┏━━
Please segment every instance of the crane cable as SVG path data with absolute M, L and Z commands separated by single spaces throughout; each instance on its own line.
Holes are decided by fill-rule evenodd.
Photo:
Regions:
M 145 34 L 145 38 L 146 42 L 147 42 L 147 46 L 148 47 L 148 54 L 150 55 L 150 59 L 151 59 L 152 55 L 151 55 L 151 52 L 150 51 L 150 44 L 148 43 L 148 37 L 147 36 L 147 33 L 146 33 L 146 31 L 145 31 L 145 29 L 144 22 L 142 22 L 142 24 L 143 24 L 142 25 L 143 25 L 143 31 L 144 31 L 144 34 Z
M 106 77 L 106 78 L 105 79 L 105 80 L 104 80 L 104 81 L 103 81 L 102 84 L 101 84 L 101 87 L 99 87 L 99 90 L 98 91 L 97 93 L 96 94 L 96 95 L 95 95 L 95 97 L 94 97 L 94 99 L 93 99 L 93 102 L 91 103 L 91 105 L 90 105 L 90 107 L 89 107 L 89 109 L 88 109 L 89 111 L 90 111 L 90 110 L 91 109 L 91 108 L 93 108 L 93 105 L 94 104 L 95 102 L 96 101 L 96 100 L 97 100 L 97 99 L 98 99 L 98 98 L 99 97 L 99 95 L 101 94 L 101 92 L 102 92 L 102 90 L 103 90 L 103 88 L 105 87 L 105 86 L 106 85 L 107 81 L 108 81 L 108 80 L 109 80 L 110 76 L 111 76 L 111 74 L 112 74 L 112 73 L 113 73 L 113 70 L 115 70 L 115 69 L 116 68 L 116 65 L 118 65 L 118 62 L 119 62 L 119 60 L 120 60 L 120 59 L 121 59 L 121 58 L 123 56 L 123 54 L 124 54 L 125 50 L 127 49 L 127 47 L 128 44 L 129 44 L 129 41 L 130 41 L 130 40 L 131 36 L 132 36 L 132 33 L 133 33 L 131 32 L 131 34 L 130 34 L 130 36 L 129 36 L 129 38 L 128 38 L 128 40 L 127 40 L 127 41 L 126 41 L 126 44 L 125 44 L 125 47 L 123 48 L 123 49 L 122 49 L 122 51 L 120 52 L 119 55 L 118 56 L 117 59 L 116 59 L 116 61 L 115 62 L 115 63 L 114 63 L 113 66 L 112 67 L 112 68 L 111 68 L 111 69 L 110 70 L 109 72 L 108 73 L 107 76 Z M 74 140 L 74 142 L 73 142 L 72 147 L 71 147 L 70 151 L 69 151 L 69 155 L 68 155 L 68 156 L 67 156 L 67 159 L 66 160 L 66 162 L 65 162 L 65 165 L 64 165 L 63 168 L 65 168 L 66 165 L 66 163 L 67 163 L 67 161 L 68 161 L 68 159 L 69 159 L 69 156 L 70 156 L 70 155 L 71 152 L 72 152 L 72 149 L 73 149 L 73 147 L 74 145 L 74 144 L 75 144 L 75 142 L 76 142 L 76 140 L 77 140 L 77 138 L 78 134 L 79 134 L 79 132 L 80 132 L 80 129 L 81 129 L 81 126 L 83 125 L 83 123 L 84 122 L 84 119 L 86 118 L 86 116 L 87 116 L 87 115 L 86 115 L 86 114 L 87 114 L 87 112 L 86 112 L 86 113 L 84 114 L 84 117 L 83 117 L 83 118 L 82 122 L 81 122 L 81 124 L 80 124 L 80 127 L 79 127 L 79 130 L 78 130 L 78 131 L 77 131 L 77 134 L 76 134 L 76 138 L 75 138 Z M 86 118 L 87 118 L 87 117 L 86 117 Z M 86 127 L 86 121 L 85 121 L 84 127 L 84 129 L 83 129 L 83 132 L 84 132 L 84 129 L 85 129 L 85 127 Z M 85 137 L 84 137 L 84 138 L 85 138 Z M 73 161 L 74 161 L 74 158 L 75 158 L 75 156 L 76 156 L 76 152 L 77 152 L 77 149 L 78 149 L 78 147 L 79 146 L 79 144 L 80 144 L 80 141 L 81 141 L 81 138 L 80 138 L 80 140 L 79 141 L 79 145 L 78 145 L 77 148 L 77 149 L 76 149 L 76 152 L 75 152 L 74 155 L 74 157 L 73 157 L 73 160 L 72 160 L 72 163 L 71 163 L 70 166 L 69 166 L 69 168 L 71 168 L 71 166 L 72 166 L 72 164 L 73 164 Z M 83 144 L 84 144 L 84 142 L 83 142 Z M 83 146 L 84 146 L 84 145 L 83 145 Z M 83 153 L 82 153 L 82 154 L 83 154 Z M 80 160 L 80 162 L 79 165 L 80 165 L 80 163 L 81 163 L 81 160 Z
┗━━
● Goal
Please rewrite the stretch from the start of the records through the line containing "M 145 34 L 145" as a Markdown table with the columns Row and Line, giving each line its own numbered row and leaving out blank lines.

● Task answer
| Row | Line |
|---|---|
| 1 | Please segment every instance of the crane cable as SVG path data with absolute M, L and Z commands separated by single spaces throughout; each instance on its own line. |
| 2 | Holes are decided by fill-rule evenodd. |
| 3 | Photo: |
| 4 | Regions: |
| 5 | M 145 34 L 145 38 L 146 42 L 147 42 L 147 46 L 148 47 L 148 54 L 150 55 L 150 59 L 151 59 L 152 55 L 151 55 L 151 52 L 150 51 L 150 44 L 148 43 L 148 37 L 147 36 L 147 33 L 146 33 L 146 31 L 145 31 L 145 29 L 144 22 L 142 22 L 142 24 L 143 24 L 142 25 L 143 25 L 143 31 L 144 31 L 144 34 Z |